Change every "red tile roof" in the rows below to "clay tile roof" and leave everything else as it is. Give the rows again without the pictures.

##### RAW RECORDS #####

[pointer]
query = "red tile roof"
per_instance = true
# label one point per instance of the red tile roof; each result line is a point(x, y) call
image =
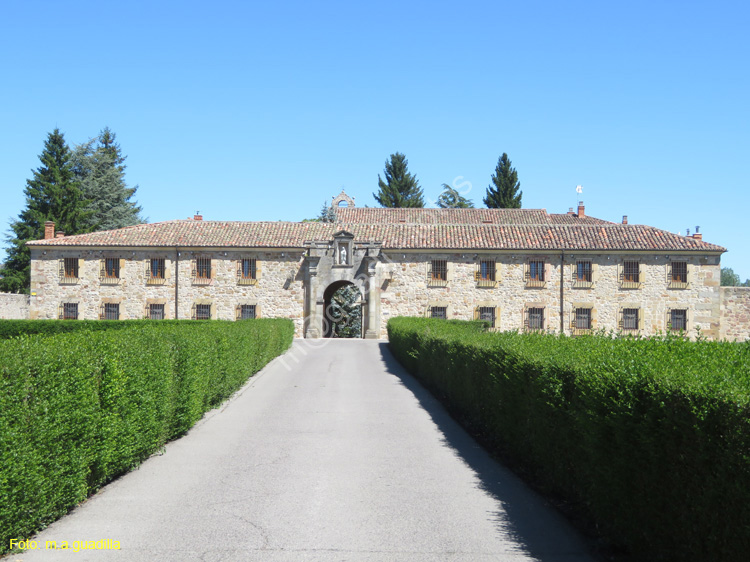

#####

**RESULT OF THIS EXERCISE:**
[pointer]
query = "clay tile roof"
per_instance = true
# label one point per instance of the clay tile roof; each result line is a point(x, y) call
image =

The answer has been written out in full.